(Data section):
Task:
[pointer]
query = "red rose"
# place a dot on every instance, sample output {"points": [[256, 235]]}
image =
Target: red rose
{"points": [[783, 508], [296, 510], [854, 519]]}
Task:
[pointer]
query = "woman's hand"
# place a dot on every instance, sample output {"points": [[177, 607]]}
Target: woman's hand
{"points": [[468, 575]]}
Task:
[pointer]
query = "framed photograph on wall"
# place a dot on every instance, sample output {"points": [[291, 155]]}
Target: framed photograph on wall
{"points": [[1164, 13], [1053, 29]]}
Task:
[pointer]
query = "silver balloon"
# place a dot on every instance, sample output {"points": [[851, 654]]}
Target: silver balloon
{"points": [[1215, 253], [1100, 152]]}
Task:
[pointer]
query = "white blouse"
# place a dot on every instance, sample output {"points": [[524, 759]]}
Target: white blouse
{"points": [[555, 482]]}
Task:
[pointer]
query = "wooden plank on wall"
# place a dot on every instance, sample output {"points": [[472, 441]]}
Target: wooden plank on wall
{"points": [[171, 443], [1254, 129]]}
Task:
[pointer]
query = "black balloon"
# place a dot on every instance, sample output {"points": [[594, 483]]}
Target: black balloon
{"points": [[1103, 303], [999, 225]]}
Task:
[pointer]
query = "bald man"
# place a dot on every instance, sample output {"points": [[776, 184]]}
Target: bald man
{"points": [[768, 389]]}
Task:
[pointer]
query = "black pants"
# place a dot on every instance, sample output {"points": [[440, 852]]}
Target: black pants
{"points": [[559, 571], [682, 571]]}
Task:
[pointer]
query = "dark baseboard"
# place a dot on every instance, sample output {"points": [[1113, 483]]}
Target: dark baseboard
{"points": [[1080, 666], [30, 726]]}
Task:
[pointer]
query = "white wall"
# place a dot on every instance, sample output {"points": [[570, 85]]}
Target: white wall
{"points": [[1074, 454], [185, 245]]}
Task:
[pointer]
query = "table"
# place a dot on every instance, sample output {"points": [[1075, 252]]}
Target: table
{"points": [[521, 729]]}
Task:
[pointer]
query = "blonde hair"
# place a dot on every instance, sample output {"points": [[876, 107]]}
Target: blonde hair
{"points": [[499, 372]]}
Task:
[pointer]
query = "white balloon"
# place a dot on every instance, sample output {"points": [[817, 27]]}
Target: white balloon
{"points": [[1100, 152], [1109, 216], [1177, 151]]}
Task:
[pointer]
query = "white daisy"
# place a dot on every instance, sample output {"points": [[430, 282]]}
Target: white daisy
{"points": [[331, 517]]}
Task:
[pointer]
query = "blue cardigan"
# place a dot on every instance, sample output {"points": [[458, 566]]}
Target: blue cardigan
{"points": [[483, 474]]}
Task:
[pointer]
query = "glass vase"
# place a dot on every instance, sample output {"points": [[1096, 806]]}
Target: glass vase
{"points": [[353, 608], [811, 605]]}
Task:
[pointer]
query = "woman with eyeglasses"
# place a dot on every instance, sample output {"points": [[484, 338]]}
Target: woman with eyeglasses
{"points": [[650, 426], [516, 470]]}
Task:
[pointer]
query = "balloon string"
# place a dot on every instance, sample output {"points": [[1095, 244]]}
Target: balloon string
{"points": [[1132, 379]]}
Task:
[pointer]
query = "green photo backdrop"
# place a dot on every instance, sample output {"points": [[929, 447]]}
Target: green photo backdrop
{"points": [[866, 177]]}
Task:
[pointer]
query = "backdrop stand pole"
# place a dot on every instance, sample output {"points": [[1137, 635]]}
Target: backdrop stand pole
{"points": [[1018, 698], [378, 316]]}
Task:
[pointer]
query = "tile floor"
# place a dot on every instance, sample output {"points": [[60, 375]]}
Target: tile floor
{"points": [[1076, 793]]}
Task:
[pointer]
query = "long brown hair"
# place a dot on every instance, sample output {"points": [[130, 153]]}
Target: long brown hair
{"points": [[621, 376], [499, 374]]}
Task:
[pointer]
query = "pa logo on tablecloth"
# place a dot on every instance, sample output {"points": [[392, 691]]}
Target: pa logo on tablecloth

(Work instruction):
When the word "logo" shows up in a line of the entries, pull that line out.

(Solution):
query = "pa logo on tablecloth"
Target: pa logo on tablecloth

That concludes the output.